Extracted records
************
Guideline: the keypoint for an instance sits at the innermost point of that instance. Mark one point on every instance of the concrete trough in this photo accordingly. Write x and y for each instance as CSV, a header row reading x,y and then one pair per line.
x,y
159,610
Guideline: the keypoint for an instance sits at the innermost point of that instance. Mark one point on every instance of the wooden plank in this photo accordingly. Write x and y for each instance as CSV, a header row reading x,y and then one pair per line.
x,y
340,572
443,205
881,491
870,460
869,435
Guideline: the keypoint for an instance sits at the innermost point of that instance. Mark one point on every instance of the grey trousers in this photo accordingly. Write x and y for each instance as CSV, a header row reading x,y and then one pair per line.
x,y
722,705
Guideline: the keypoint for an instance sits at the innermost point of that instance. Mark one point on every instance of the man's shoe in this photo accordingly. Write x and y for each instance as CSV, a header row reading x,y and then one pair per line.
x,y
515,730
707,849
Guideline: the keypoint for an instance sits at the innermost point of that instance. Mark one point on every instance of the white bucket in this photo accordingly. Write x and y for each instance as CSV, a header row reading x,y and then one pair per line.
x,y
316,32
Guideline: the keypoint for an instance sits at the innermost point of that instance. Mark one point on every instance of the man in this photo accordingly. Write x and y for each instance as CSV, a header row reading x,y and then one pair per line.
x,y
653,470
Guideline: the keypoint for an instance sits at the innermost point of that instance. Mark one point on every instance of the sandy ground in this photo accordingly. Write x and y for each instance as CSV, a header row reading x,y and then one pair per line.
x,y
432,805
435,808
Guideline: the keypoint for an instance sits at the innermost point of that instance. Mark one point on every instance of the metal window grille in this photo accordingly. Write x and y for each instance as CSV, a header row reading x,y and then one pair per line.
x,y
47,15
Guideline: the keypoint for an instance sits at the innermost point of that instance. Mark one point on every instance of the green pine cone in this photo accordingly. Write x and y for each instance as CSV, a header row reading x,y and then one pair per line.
************
What needs to be done: Format every line of the listing above as a numbered list, leaving out any blank lines.

In response:
1. Guideline: the keypoint for an instance sits at the innermost point of that instance. Mark one point on every instance of the concrete trough in this photo accordingly. Write x and y for each instance as CSV, a header row reading x,y and then one pair per line.
2. x,y
3. 159,610
4. Guideline: the keypoint for an instance sits at the innermost point of that instance. Mark one point on every instance of the wooden plank in this photo accordingly. Write x and y for each instance as CSV, a header row reading x,y and then one pair per line.
5. x,y
6. 340,572
7. 443,205
8. 881,491
9. 870,460
10. 869,435
11. Guideline: the keypoint for an instance sits at the innermost point of that instance. Mark one point on every instance of the grey trousers in this photo accordingly. Write x and y for each instance as CSV, a header row reading x,y and then one pair per line.
12. x,y
13. 722,705
14. Guideline: the keypoint for an instance sits at the innermost point of that instance. Mark one point on every instance of the man's shoe in this photo accordingly. Write x and y for each instance as CSV, a header row reading x,y and then one pair per line.
15. x,y
16. 515,730
17. 707,849
18. Guideline: the keypoint for an instance sits at the innermost point of that instance. Mark one point on every instance of the white bucket in this photo accordingly. Write x and y for each instance as CSV, a header row reading x,y and then one pair per line.
19. x,y
20. 316,32
21. Guideline: the keypoint for an instance sits at the innermost point of that instance. Mark one point on every instance of the man in this photo accordingly. Write x and y for each instance as CSV, a header row reading x,y and then one pair per line.
22. x,y
23. 653,470
24. Guideline: the keypoint for an instance sits at the innermost point of that instance. Mark one point on every instance of the sandy ground in this photo accordingly. Write x and y for each instance as CSV, a header row reading x,y and then one pair per line.
25. x,y
26. 432,805
27. 435,808
28. Guideline: the keypoint for an instance sits at the innermost point of that instance. Mark one point on every instance of the metal window grille in this photo accordingly. Write x and y for each instance as CSV, a header row reading x,y and then one pair per line.
29. x,y
30. 47,15
31. Guideline: the keypoint for an instance sits at the innermost point of that instance. Mark one point on every instance of the green pine cone in this photo accordingly. Write x and y for each instance as CSV, a header row reading x,y and then one pair per line.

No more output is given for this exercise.